[Stored records]
** begin **

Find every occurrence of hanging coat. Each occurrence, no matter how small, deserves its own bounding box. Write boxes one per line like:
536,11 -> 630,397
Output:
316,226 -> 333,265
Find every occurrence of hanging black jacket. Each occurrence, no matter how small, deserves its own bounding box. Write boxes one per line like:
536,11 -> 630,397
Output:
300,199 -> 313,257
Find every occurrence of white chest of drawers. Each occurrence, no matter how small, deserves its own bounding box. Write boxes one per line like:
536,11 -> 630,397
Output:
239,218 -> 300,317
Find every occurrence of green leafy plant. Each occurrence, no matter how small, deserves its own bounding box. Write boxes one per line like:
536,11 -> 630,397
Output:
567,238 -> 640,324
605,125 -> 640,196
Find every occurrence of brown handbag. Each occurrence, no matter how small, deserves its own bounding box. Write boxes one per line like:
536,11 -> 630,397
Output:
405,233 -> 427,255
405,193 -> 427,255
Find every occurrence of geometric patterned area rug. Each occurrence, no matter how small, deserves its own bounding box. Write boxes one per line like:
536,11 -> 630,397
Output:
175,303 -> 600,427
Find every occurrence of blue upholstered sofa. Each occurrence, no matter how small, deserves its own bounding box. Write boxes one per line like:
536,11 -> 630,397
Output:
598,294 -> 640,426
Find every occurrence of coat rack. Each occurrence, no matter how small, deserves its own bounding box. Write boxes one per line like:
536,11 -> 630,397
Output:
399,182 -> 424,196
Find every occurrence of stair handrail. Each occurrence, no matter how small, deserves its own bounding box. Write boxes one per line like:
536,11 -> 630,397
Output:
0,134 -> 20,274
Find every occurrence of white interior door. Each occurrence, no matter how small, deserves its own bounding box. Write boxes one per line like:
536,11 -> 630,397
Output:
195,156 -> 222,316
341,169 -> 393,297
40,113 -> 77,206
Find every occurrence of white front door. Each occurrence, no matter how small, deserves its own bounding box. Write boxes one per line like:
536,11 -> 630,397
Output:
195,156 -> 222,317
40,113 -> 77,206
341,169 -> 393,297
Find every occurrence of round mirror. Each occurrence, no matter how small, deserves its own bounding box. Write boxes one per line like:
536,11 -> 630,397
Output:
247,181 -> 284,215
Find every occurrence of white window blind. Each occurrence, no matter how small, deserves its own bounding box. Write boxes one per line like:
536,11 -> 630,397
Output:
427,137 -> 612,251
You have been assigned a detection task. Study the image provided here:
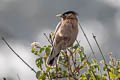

** end **

▸ **Brief**: Pick out and copy each line in the data above that contains the word "coat".

▸ **The answer**:
Find every occurrence of hanging coat. Each occurrence, no matter how small, deserves its own bounding box. Write boxes one per line like:
Find every occurrence of coat rack. Each occurrence, no matter how small, deserves its own bounding box. Write boxes one per line like:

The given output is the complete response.